"Streber"

Erst spät, als Erwachsener, habe ich begriffen, dass viele Menschen solche, die in der Schule gut sind bzw. waren, nicht leiden können und es auch nichts nützt, wenn man sich freundlich und hilfsbereit zeigt und beispielsweise unentgeltlich Nachhilfe gibt. Am Gymnasium hielten sich die Anfeindungen in Grenzen, was vermutlich am Gewöhnungseffekt lag. Es kam aber auch hin und wieder vor, dass sich jemand negativ über "Streber" äußerte, zum Beispiel nach dem "7. Wiener Mathematik- und Denksportwettbewerb": Als ich vor der Ergebnisverkündung mit meinen Eltern zusammen war, meinte mein Vater: "Schau', diese beiden haben auch am Wettbewerb teilgenommen, geh' doch zu ihnen hin und sprich sie an!" Also fragte ich die beiden, wie es ihnen ergangen war. Sie: "Wie wohl? Scheiße war's!" Daraufhin sagte ich, dass mir die im Wettbewerb gestellten Aufgaben nicht schwer gefallen seien. Die Reaktion: "Du bist wohl eine Streber-Sau, wie?" Und da hat sich mein Vater noch gewundert, dass ich es vorzog in Gesellschaft zu schweigen.

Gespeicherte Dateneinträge
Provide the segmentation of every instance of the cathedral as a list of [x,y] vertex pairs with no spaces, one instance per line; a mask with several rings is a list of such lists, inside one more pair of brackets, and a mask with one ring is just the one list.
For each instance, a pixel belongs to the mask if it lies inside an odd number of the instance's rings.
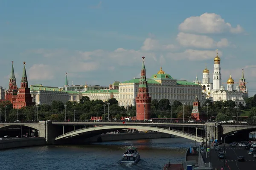
[[[246,85],[244,76],[244,70],[242,70],[242,77],[239,82],[235,83],[231,75],[227,81],[226,83],[221,82],[221,58],[218,54],[214,59],[214,65],[212,73],[212,82],[210,81],[210,72],[205,67],[203,71],[203,79],[200,82],[197,76],[195,83],[200,84],[202,86],[202,92],[206,99],[217,101],[219,100],[227,101],[232,100],[237,105],[242,104],[245,105],[244,99],[248,98],[248,90]],[[227,90],[223,84],[227,84]],[[237,84],[235,88],[234,84]]]

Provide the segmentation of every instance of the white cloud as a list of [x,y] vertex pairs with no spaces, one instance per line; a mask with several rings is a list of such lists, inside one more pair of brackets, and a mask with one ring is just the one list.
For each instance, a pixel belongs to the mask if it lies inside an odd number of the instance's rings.
[[158,40],[151,38],[147,38],[144,42],[143,45],[140,48],[143,51],[150,51],[154,50],[174,49],[176,47],[173,44],[162,45]]
[[[218,51],[219,56],[221,56],[221,51]],[[212,59],[216,56],[216,51],[209,50],[195,50],[187,49],[181,53],[169,53],[167,57],[175,60],[202,60]]]
[[229,45],[228,41],[226,38],[216,42],[213,39],[206,35],[198,35],[183,32],[180,32],[178,34],[176,40],[181,45],[197,48],[224,48]]
[[226,23],[220,15],[215,13],[205,13],[200,16],[186,18],[179,26],[182,31],[199,34],[213,34],[230,32],[238,34],[243,31],[239,25],[232,27],[229,23]]
[[43,64],[34,64],[28,71],[29,80],[49,80],[54,78],[54,71],[52,66]]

◆ **ERFORDERLICHE AKTION**
Setze den Erfahrungsbericht über das Leben als „Streber“ im Anschluss an seinen letzten Satz fort.

◆ **ANTWORT ZUR AUFGABE**
Bei Mensa gab es auch viele, die in der Schule nicht gut waren - offenbar entspricht das, was der Intelligenztest misst, nicht dem, was für Erfolg in der Schule relevant ist. Mein Freund und Mentor Dr. Uwe Rohr meinte einmal: "Sie benehmen sich dir gegenüber wie Normalbegabte!" In der Literatur wird beschrieben, wie Hochbegabte von Normalbegabten gemobbt werden. Hier wurde ich von vermeintlich Hochbegabten gemobbt. Wieder ging es in Wahrheit darum, wer mehr Erfolg im Leben hatte.

In der Literatur liest man immer wieder, dass Normalbegabte Hochbegabte nicht mögen. Da ich nicht weiß, wie ich behandelt worden wäre, wenn ich in der Schule nur durchschnittliche Leistungen erbracht hätte, kann ich das nicht bestätigen. Jedenfalls haben meine Eltern völlig darin versagt, mir Überlebensstrategien für eine Welt zu vermitteln, in der man nicht beliebt ist.